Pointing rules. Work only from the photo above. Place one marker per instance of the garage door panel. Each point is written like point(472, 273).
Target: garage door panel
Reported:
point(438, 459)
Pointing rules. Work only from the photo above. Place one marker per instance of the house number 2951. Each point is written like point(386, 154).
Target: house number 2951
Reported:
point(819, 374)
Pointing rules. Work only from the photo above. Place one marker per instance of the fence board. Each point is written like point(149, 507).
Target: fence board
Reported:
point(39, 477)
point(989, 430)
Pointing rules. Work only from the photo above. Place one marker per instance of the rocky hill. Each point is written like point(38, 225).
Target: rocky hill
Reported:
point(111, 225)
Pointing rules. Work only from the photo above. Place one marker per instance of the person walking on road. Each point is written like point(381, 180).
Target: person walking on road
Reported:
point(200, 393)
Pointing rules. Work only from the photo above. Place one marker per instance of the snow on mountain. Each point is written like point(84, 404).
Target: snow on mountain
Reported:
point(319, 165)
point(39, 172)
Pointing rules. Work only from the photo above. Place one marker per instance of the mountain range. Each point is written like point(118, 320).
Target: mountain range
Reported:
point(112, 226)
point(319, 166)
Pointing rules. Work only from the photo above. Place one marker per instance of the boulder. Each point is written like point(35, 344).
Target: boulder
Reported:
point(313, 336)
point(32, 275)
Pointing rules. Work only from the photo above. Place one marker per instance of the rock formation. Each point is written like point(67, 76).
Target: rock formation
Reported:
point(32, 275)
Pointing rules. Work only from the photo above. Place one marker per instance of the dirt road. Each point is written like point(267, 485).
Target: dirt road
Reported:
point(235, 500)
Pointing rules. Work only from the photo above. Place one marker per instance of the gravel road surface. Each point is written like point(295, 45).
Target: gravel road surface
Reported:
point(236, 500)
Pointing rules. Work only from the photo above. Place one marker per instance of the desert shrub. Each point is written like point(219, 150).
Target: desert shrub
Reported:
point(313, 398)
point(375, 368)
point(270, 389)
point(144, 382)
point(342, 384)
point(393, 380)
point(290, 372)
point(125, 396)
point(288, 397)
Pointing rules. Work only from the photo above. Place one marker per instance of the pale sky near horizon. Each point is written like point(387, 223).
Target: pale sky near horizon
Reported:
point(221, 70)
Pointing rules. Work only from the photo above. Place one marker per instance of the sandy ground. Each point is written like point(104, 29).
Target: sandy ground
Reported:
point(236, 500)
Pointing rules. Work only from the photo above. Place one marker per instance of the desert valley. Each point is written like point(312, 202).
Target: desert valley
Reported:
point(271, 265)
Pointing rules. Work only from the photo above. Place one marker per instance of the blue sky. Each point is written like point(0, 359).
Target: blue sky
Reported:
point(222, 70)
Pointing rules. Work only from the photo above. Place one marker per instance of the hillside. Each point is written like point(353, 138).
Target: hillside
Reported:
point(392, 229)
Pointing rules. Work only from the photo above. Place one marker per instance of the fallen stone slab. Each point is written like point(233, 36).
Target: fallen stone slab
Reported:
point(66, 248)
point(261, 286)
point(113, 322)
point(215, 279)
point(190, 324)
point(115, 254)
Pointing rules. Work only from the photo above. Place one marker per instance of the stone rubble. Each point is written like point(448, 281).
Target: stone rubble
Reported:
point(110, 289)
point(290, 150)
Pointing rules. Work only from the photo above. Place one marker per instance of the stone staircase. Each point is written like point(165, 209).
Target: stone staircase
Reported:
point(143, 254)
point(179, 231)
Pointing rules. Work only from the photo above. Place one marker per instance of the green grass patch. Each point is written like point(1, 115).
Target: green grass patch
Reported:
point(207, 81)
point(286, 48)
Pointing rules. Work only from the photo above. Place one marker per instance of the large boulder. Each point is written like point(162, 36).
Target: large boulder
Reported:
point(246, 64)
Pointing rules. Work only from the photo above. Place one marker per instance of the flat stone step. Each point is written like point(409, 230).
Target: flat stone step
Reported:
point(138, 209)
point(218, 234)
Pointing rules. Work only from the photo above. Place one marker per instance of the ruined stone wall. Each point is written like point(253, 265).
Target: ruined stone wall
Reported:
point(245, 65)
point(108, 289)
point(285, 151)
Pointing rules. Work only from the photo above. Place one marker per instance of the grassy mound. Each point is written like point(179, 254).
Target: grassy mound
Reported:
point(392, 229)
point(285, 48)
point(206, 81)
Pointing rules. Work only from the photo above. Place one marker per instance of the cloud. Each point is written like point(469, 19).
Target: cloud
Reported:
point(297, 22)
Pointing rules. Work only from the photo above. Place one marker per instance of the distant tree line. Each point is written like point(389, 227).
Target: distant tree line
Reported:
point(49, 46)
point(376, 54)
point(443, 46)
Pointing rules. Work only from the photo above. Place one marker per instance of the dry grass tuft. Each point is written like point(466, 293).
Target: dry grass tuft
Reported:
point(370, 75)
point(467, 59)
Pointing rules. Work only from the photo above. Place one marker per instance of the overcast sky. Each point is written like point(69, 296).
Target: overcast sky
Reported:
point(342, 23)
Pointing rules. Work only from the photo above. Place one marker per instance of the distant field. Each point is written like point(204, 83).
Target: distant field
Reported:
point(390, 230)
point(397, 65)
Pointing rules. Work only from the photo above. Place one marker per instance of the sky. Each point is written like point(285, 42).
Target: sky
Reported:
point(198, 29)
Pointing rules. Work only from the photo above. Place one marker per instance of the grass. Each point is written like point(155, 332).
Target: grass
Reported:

Task.
Rewrite all of the rows above, changing every "Reported" to "Located" and leaving everything else as it is.

Task output.
Pointing rules. Work only from the photo above. Place one marker per instance of the garage door panel. Each point is written like point(472, 273).
Target: garage door panel
Located:
point(438, 459)
Pointing rules. Work only from the photo above. Place one marker per instance of the house number 2951. Each point is written like point(386, 154).
Target: house number 2951
Located:
point(819, 374)
Pointing rules. Work only from the photo above. Place one marker per instance of the fence board. Each point is written like point(149, 507).
Target: fence board
Located:
point(39, 477)
point(989, 430)
Pointing rules. Work only from the photo above. Place one marker per instance of the rocky hill. Each point is written like point(38, 225).
Target: rocky hill
Located:
point(111, 225)
Pointing rules. Work only from the photo above. Place one marker per instance of the person walking on road. Each point is written like point(381, 180).
Target: person walking on road
Located:
point(200, 393)
Pointing rules. Work only from the photo above. Place one marker per instance of the snow on mountain. Each point is written like point(84, 404).
Target: snow on mountain
Located:
point(319, 165)
point(39, 172)
Pointing rules. Work only from the photo above. Place one marker per instance of the mountain range. Each point is written like point(118, 320).
Target: mountain range
Located:
point(112, 226)
point(319, 166)
Pointing rules. Work only from the photo above. Place one marker per instance of the boulder. Each point is written like point(35, 344).
Target: boulder
Located:
point(313, 336)
point(32, 275)
Pointing rules. Work only from the photo above. Place one marker per instance of the rock formation. Each point is written like point(67, 76).
Target: rock formation
Located:
point(32, 275)
Pointing rules. Work only from the photo above. Place one marker per instance of the dirt road. Each point is written like point(267, 485).
Target: dirt road
Located:
point(235, 500)
Pointing rules. Work only from the photo above. Place one marker per instance of the gravel road surface. Each point is written like point(295, 45).
Target: gravel road surface
Located:
point(236, 500)
Pointing rules. Work only from the photo above. Place one marker per instance of the desert shrub. Each point is written like point(219, 150).
Target: desert shrub
Located:
point(313, 398)
point(375, 368)
point(270, 389)
point(144, 382)
point(342, 384)
point(393, 380)
point(290, 372)
point(125, 396)
point(288, 397)
Pointing rules. Work only from the photo above. Place one marker per instance of the pale sky near horizon. Each point is written like point(387, 223).
Target: pale sky near horizon
Located:
point(221, 70)
Pointing rules. Work only from the photo above. Place one marker per instance of the sandy ground. Each point is written like point(104, 29).
Target: sandy ground
Located:
point(236, 500)
Pointing rules. Work only from the photo above. Place one marker per instance of the desert valley. Each point is written like point(312, 202).
Target: desert valley
Located:
point(271, 265)
Pointing rules. Work only from the photo above. Place one marker per instance of the blue sky. Each point is written like point(0, 359).
Target: blue sky
Located:
point(222, 70)
Pointing rules. Work only from the photo above. Place one marker per instance of the hillside. Each point is written like point(353, 138).
Target: hillside
Located:
point(392, 229)
Pointing rules. Work only from the photo above. Place one marker per instance of the fallen stone slab. Each point is written like point(233, 36).
Target: fallen stone slab
Located:
point(66, 248)
point(261, 286)
point(113, 322)
point(215, 279)
point(190, 324)
point(115, 254)
Pointing rules. Work only from the photo above. Place one marker per instance of the stone rubble. Each point is written like point(448, 281).
Target: stone rubble
Located:
point(110, 289)
point(290, 150)
Pointing rules. Work only from the photo above. Place one marker per instance of the stone staircase. Each point is written like point(165, 209).
Target: stone staircase
Located:
point(143, 254)
point(179, 231)
Pointing rules. Work only from the photo above. Place one marker per instance of the green grass patch. Each point is written like point(1, 115).
Target: green grass patch
Located:
point(207, 81)
point(286, 48)
Pointing rules. Work only from the photo above. Place one marker per instance of the large boulder. Each point is written like point(162, 36).
Target: large boulder
Located:
point(246, 64)
Pointing rules. Work only from the photo above. Place one marker per instance of the flat stone step. Each point is written like point(409, 230).
Target: flat stone step
Located:
point(138, 209)
point(218, 234)
Pointing rules. Work only from the photo above. Place one marker per instance of the ruined stone wall. Each point is written like point(253, 265).
Target: ruined stone wall
Located:
point(245, 65)
point(108, 289)
point(285, 151)
Pointing rules. Work only from the photo above. Place one marker per instance of the grassy mound. Each point is written like point(179, 254).
Target: grassy mound
Located:
point(392, 229)
point(285, 48)
point(206, 81)
Pointing rules. Work only from the photo above. Place one marker per instance of the cloud. Each point is written like point(469, 19).
Target: cloud
Located:
point(297, 22)
Pointing rules. Work only from the photo above. Place one marker per instance of the distant tree line. Each point is written like point(389, 227).
Target: distant tree line
Located:
point(49, 46)
point(376, 54)
point(443, 46)
Pointing rules. Work only from the photo above. Place one marker per instance of the dry grass tuft. Each point is written like point(466, 293).
Target: dry grass tuft
Located:
point(370, 75)
point(467, 59)
Pointing rules. Work only from the photo above. Place one marker per instance of the overcast sky. Each point is written like point(69, 296).
Target: overcast sky
Located:
point(342, 23)
Pointing rules. Work only from the photo above. Place one marker per instance of the distant field. Each point is written like point(204, 83).
Target: distant field
Located:
point(390, 230)
point(397, 65)
Pointing rules. Work only from the photo above. Place one marker per instance of the sky. Each point is written like point(285, 42).
Target: sky
Located:
point(198, 29)
Pointing rules. Work only from the photo above. Place one marker per instance of the grass. Each point is written like point(155, 332).
Target: grass
Located:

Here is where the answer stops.